DIRECTIONS
Locate every line in the rows below that contains the word "tennis", and copy each of those lines.

MATERIAL FOR THIS EXERCISE
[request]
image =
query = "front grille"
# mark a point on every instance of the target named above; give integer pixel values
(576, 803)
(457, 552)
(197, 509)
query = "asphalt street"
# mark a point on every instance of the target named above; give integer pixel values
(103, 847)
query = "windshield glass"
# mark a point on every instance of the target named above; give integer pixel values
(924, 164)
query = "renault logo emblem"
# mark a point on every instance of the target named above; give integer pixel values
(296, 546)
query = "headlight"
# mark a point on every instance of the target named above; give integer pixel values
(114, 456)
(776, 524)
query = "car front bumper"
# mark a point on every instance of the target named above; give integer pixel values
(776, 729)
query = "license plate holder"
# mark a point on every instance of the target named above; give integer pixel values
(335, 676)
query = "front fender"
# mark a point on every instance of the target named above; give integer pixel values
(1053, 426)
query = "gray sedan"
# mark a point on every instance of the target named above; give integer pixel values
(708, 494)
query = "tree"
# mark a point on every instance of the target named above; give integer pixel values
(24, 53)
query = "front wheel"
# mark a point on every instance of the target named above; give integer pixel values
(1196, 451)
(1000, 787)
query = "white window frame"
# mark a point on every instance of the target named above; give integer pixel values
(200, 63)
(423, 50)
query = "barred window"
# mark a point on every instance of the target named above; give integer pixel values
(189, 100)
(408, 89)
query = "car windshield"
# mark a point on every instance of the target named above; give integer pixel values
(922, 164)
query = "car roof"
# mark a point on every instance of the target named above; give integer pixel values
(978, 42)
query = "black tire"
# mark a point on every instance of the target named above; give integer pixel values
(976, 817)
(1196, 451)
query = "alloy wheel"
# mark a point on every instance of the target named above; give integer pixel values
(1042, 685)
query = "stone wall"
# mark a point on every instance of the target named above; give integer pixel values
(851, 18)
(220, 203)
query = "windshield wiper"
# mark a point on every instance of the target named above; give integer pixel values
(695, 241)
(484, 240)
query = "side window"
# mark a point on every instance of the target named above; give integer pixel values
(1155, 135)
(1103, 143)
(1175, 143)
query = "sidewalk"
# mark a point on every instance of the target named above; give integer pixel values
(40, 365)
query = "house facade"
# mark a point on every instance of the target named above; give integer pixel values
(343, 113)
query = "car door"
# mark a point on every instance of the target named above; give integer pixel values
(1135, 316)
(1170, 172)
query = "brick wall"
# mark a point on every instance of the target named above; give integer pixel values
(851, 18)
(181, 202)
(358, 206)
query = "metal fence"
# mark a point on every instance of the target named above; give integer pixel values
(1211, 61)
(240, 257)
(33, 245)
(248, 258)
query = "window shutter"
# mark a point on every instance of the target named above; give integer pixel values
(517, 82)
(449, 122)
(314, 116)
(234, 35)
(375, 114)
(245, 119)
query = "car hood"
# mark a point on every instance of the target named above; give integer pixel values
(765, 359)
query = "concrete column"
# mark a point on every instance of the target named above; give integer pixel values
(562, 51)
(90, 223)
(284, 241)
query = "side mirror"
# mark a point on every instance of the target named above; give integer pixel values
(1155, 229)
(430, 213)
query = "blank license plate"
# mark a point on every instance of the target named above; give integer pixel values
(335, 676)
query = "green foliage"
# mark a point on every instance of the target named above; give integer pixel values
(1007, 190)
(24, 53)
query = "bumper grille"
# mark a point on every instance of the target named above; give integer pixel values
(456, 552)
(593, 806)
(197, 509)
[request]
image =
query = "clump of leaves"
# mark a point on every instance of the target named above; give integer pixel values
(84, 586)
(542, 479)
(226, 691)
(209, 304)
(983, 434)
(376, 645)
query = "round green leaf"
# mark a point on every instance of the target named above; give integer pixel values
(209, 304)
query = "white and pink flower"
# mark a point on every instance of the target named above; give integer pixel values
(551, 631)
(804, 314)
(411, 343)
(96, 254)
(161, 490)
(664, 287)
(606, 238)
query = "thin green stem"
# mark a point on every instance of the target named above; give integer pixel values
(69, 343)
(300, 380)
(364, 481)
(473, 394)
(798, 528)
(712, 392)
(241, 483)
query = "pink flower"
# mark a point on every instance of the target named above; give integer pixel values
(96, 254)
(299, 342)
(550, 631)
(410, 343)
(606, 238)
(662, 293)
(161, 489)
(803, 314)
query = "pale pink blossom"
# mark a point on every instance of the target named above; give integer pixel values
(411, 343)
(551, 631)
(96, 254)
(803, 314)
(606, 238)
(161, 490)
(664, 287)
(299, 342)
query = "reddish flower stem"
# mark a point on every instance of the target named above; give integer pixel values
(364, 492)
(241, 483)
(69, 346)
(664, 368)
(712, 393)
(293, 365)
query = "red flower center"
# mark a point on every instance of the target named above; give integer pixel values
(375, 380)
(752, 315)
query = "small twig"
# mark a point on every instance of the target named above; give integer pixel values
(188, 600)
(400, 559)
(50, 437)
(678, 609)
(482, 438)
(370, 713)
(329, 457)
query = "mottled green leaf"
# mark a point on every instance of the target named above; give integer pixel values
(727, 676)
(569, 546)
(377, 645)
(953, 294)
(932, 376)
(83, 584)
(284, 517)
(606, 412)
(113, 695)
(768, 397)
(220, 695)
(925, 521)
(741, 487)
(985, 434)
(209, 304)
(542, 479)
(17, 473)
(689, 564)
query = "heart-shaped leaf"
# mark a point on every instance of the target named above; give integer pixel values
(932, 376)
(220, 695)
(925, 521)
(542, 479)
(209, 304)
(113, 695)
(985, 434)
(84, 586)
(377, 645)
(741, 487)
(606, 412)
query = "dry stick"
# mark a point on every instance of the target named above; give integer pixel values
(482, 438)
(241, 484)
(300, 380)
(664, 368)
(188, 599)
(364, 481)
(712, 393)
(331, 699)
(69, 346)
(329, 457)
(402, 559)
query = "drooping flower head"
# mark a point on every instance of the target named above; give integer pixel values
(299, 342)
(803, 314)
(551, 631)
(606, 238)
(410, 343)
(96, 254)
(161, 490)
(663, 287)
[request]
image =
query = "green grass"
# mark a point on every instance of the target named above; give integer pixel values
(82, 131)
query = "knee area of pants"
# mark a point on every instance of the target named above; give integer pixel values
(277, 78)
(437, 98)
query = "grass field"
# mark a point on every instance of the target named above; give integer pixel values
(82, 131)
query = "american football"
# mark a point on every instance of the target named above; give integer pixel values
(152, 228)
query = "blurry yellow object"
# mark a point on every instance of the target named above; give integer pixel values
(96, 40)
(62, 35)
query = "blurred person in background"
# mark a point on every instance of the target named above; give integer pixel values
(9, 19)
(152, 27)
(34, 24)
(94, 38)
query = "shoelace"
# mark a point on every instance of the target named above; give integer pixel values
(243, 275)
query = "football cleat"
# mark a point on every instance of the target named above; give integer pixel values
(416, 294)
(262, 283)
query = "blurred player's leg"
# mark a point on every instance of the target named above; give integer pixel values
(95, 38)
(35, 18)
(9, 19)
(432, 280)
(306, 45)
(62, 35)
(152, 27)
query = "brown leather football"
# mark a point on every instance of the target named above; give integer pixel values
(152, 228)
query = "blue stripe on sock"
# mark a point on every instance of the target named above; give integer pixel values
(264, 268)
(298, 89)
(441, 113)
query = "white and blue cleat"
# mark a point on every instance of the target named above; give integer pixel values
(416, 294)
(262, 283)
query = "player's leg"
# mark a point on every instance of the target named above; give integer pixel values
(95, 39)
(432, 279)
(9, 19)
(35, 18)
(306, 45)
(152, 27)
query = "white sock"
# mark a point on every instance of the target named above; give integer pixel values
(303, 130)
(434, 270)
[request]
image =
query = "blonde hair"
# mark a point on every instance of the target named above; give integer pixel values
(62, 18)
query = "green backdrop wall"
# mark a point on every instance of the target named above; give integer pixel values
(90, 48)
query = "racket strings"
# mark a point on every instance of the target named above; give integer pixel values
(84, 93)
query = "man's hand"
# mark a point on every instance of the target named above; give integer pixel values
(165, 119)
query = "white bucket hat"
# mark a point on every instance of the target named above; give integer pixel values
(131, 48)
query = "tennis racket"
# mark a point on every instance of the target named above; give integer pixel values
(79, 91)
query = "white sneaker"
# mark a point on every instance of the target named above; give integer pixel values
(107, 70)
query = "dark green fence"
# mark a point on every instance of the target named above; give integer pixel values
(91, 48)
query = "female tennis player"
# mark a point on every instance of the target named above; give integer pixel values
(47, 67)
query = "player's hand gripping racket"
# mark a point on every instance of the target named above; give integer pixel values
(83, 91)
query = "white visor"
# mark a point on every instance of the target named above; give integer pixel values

REPLY
query = "tennis racket"
query = "female tennis player"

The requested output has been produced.